Task to carry out: Could you copy out the lines below word for word?

--- Start Records for processing ---

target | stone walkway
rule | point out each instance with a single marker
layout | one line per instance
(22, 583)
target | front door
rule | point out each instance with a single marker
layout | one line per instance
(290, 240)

--- End Records for processing ---

Written response:
target | stone walkway
rule | point out each instance with a single marker
layout | one line per instance
(22, 583)
target | front door
rule | point out each instance with a single marker
layout | one line per instance
(290, 240)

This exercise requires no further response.